• [DOCUMENT PASSAGE]:
----

Skip to content
Snippets Groups Projects

Algorithm clonability should be explicitly set by Alg author

Merged Charles Leggett requested to merge leggett/Gaudi:dev/Clonable into master

The clonability of an Algorithm is best decided by the Algorithm author, and should not be a Property of the Algorithm that can be changed at run time.

This MR removes the IsClonable Property of Algorithms, and changes it into a protected bool that derived Algs can modify. We should consider whether the default should be true or false. It is currently set to true for the sake of convenience.

If an Alg is not clonable, then its cardinality is automatically set to 1 during sysInitialize.

Merge request reports

Loading
Loading

Activity

Filter activity
  • Approvals
  • Assignees & reviewers
  • Comments (from bots)
  • Comments (from users)
  • Commits & branches
  • Edits
  • Labels
  • Lock status
  • Mentions
  • Merge request status
  • Tracking
  • I would propose to set this property to false by default.

    C++ makes it trivial to write Algs for which cloning does not resolve thread-safety problems. Just use a non-const accessor to a shared resource anywhere. Since cloning is about allowing progressive migration of thread-unsafe code by avoiding a disruptive "everything must now be reentrant" revolution, I think disabling it before each individual Alg has been reviewed for thread-safety would be consistent with its goals.

----

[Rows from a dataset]
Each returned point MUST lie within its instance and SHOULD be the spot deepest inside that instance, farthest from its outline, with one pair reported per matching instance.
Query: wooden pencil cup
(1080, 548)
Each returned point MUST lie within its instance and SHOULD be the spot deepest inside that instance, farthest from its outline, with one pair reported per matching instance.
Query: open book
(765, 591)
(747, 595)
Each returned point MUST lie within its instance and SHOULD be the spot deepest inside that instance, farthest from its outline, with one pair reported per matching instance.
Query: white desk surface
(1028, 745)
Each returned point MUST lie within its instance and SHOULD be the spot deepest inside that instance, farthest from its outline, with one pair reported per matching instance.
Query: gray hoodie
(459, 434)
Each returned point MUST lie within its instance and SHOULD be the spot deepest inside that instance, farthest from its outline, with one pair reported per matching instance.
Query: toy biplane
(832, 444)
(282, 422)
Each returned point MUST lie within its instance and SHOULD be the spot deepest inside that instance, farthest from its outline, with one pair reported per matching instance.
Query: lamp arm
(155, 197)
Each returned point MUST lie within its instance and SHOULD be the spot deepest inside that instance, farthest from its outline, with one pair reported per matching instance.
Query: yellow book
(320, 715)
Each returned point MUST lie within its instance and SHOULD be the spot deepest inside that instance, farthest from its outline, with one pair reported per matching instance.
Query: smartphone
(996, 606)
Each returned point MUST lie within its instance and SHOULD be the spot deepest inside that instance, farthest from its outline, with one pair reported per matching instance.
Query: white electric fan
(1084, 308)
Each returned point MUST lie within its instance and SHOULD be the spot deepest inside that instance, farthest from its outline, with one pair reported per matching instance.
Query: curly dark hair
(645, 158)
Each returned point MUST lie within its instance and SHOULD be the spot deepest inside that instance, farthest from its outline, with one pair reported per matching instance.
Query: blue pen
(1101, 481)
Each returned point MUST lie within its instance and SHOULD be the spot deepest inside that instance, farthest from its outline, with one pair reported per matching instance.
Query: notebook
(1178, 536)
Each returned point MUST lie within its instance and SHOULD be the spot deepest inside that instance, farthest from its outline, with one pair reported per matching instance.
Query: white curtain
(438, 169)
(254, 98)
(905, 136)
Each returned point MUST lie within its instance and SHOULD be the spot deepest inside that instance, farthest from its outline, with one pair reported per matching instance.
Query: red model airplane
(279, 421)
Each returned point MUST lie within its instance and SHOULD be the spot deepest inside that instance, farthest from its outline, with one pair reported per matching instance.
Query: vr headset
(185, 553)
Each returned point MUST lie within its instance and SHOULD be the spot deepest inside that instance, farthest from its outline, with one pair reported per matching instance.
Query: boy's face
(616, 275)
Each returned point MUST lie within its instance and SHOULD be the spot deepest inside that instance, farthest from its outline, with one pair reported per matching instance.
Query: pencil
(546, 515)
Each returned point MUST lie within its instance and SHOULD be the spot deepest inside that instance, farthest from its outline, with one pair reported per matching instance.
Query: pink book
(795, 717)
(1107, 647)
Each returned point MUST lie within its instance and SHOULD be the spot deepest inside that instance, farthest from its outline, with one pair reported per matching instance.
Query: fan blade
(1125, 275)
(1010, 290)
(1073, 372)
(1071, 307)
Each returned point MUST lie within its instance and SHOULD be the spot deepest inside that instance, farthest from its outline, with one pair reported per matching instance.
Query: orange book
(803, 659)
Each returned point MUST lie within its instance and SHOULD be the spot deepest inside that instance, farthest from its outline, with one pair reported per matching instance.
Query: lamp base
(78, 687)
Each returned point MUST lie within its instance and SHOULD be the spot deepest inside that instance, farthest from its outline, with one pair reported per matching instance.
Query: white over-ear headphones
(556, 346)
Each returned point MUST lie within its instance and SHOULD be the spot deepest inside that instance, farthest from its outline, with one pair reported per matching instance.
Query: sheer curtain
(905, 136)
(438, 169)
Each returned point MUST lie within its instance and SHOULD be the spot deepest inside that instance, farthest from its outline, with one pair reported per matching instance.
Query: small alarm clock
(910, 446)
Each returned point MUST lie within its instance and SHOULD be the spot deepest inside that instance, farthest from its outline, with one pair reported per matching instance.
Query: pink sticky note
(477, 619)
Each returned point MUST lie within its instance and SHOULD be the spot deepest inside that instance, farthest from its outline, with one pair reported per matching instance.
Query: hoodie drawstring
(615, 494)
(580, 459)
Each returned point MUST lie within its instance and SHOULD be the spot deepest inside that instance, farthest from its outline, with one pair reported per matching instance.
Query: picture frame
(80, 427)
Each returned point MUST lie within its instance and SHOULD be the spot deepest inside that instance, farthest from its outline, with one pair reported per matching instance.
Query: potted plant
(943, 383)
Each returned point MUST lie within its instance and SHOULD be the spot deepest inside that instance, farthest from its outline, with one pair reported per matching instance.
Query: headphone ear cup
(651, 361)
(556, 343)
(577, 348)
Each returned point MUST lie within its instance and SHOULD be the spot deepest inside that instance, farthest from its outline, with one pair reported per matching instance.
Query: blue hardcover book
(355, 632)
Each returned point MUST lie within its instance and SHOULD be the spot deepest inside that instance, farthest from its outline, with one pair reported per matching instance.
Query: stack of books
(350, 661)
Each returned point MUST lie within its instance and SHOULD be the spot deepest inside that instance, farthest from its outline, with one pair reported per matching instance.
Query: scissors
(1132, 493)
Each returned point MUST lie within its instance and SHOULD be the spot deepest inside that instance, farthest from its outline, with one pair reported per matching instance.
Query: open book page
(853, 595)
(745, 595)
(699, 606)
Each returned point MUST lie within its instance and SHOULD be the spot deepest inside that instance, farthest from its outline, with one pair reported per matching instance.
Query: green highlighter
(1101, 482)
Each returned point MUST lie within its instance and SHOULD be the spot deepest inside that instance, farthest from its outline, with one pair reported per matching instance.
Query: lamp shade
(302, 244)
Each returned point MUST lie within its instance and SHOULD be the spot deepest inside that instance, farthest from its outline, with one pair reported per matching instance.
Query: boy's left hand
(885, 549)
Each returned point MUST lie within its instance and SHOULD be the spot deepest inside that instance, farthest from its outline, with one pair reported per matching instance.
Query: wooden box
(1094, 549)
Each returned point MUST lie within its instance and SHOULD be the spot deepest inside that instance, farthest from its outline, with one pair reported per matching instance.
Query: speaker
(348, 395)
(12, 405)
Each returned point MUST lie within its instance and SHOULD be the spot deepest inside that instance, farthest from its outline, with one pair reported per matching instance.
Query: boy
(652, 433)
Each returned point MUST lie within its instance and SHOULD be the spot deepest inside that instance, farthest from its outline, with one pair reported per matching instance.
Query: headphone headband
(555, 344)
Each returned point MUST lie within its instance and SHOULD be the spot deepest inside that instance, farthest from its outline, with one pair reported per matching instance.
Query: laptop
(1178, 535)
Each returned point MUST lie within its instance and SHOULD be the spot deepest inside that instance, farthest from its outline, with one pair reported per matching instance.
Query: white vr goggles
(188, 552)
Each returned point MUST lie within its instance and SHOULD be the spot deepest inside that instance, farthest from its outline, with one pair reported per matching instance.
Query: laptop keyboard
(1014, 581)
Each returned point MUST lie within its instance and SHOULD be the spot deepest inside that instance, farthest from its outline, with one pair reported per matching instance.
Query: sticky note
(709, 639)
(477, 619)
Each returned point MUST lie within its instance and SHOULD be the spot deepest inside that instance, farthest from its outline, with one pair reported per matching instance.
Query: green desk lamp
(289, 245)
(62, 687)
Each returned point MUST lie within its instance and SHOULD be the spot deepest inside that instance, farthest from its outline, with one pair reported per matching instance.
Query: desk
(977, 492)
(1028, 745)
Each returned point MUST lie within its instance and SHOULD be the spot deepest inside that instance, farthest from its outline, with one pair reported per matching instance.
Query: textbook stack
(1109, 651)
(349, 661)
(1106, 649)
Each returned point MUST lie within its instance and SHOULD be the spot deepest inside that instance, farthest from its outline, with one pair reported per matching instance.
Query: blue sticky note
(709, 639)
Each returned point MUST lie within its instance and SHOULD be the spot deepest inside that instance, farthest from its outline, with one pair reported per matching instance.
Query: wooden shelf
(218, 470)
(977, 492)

----

• [WHAT TO WORK ON]:
- a) In the merge request about algorithm clonability, why does the commenter want clonability turned off by default?
- b) In the merge request about algorithm clonability, what happens to an algorithm's cardinality when it is not clonable?

• [WORKED SOLUTIONS]:
- a) C++ makes it easy to write algorithms where cloning doesn't fix thread-safety problems, for example by using a non-const accessor to a shared resource. Cloning exists to let thread-unsafe code move over bit by bit without forcing everything to become reentrant at once. So keeping it off until each algorithm has been reviewed for thread safety fits that goal.

- b) It is automatically set to 1 during sysInitialize.